** begin INPUT **

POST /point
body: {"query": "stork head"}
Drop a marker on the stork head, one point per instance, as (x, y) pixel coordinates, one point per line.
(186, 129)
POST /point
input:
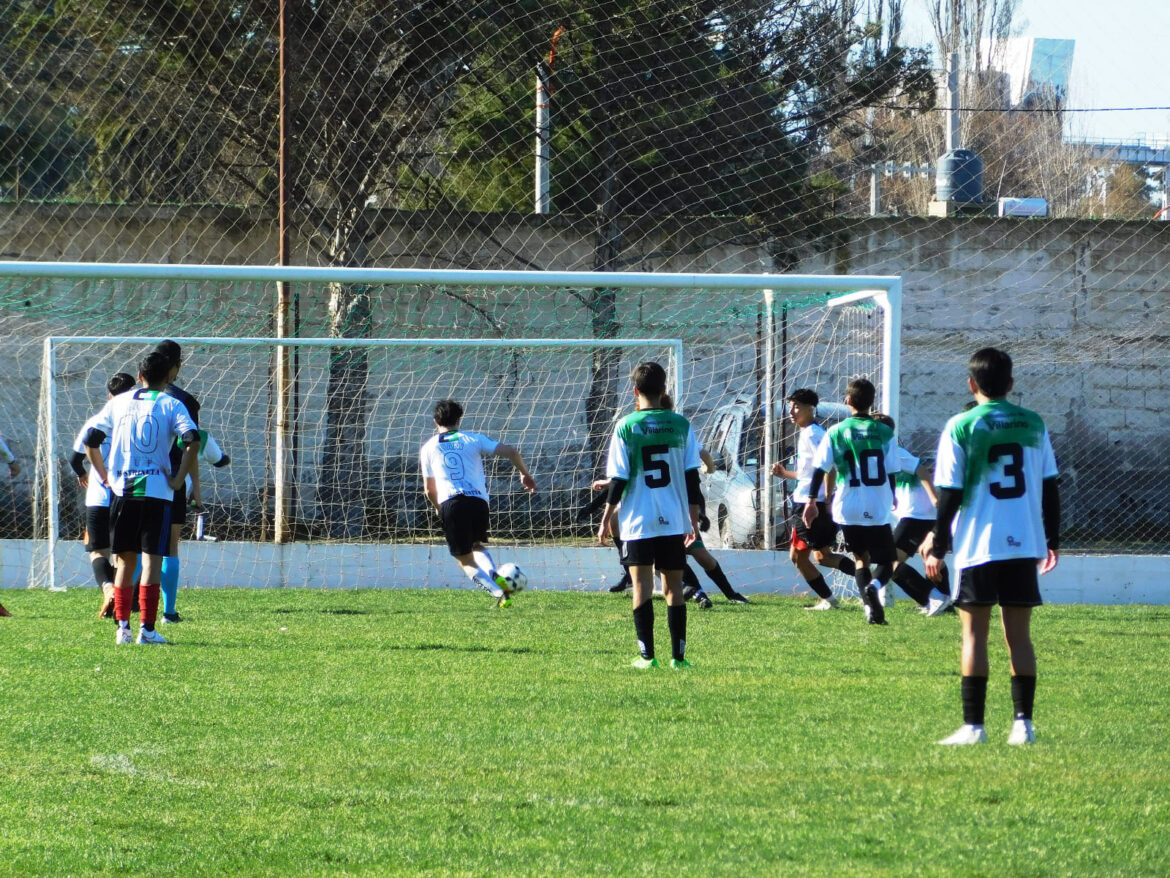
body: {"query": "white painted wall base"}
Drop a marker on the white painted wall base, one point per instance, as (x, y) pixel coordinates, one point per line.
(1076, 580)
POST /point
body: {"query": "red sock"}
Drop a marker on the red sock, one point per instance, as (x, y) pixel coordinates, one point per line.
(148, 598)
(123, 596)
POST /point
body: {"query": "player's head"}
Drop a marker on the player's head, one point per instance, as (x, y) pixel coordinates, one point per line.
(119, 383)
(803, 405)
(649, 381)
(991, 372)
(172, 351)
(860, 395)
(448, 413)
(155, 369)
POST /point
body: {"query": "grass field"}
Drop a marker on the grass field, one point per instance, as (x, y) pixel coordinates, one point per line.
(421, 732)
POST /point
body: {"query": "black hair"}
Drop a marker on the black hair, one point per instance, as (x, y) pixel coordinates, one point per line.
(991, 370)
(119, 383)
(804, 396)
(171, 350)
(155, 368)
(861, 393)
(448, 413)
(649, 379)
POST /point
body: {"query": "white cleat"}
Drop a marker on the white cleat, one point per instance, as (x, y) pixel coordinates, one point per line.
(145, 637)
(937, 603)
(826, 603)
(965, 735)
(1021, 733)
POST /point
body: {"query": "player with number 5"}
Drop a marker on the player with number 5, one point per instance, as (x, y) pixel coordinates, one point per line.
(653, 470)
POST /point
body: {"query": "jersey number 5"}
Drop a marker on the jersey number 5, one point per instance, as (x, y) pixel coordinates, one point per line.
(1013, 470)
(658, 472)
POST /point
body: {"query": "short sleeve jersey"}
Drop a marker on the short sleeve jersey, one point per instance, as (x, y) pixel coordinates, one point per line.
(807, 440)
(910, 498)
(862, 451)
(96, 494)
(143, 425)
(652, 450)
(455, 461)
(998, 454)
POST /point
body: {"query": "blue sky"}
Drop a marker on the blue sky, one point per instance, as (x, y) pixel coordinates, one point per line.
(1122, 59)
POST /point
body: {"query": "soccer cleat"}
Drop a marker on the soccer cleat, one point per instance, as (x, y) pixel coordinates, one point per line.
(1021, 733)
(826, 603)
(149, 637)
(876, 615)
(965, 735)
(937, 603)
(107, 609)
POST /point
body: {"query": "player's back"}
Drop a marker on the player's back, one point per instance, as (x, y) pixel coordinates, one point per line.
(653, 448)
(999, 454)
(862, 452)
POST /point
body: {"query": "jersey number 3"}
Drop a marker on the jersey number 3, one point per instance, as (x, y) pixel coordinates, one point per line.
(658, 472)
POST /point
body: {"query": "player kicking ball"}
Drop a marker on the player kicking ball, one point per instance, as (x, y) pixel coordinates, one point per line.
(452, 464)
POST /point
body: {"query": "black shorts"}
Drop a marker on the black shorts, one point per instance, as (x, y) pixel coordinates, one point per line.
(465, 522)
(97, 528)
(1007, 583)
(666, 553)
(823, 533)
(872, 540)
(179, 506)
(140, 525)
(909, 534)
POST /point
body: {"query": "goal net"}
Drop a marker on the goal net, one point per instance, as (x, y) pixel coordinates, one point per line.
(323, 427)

** end INPUT **

CHALLENGE: Copy all of the records above word for word, leaving out the pictures.

RESULT OF THIS TASK:
POST /point
body: {"query": "stork head"}
Drop a marker on the stork head, one point per instance, as (x, y) pixel coordinates, one point per line.
(186, 129)
POST /point
input:
body: {"query": "white painted wall base"}
Drop a marker on the white painted wall base, one point per instance, as (x, y) pixel coordinates, one point per line.
(1076, 580)
POST /point
body: {"query": "red sock"}
Drop a marker on the red sock, one point per instance, as (x, y) pixel coordinates, one point per line.
(148, 598)
(123, 596)
POST /point
body: {"query": "player's head"}
Drop a marker on the player's head, one point per instance, as (x, y) pixel coordinates, one point per line.
(119, 383)
(803, 405)
(649, 381)
(991, 372)
(172, 351)
(860, 395)
(448, 413)
(155, 369)
POST /point
body: {"query": "grass field"}
Drop a marker on the grass field, one point per instance, as (x, y) pixel coordinates, one point per line.
(421, 732)
POST /point
body: {"query": "black hair"}
Drop a marker on the black hair, one point per instance, as (x, y) pixel coordinates, one point per line.
(991, 370)
(119, 383)
(804, 396)
(171, 350)
(155, 368)
(861, 393)
(448, 413)
(649, 379)
POST /point
body: {"query": "white cleat"}
Drop a marker on the white cleat, one point per instance, as (x, y) pixel coordinates, one point per line.
(145, 637)
(937, 603)
(826, 603)
(965, 735)
(1021, 733)
POST /point
body: {"query": "player with number 5"}
Drop a marker on the player with number 5, one point per instance, as (x, y) pixel coordinates, one point per line.
(653, 470)
POST /point
body: {"query": "jersey number 5"}
Drop a marker on the jersey number 5, one point per instance, as (x, y) pixel coordinates, one point per line.
(1013, 470)
(658, 472)
POST /point
body: {"query": "short sleeve jersey"}
Drop a marker on the short sleeve jersey, one point per instance, as (x, y) pixel coordinates, one point per line.
(807, 440)
(910, 498)
(862, 451)
(96, 494)
(143, 425)
(652, 450)
(455, 461)
(998, 454)
POST /point
body: {"query": "blue sky"}
Drop a marker on the blue sky, one point per instance, as (x, y) pixel coordinates, one point per line.
(1122, 59)
POST /point
body: {"query": "soccer cleat"}
Drop a marker on the soccer cleat, one point per instance, as (x, y) pixel coordinates, one point per line.
(1021, 733)
(826, 603)
(149, 637)
(876, 615)
(965, 735)
(937, 603)
(107, 609)
POST /point
body: {"query": "player's back"}
Drop a marker on the player's back, one point per instance, as (x, y) pixel coordinates, one point per line.
(653, 448)
(999, 454)
(862, 452)
POST /point
body: {"query": "jersey number 3"}
Drop a marker on the jersey number 3, one point per instance, as (x, y) pixel coordinates, one point per line.
(658, 472)
POST /point
body: {"query": "player kicking ball"}
Drop a marker on the player kicking ball, one point per instance, as (x, y) pixel coordinates, one point per line.
(452, 464)
POST /point
body: {"query": "black shorts"}
Drop a marker on the black shorts, one point per instance, as (x, y) pixel coordinates, one point per line.
(465, 522)
(97, 528)
(1007, 583)
(666, 553)
(823, 533)
(872, 540)
(179, 506)
(140, 525)
(909, 534)
POST /point
body: {"query": "goal net"}
Drop a marker on the goal net, one point per instance, as (x, y) pixel coordinates, one point per line.
(323, 427)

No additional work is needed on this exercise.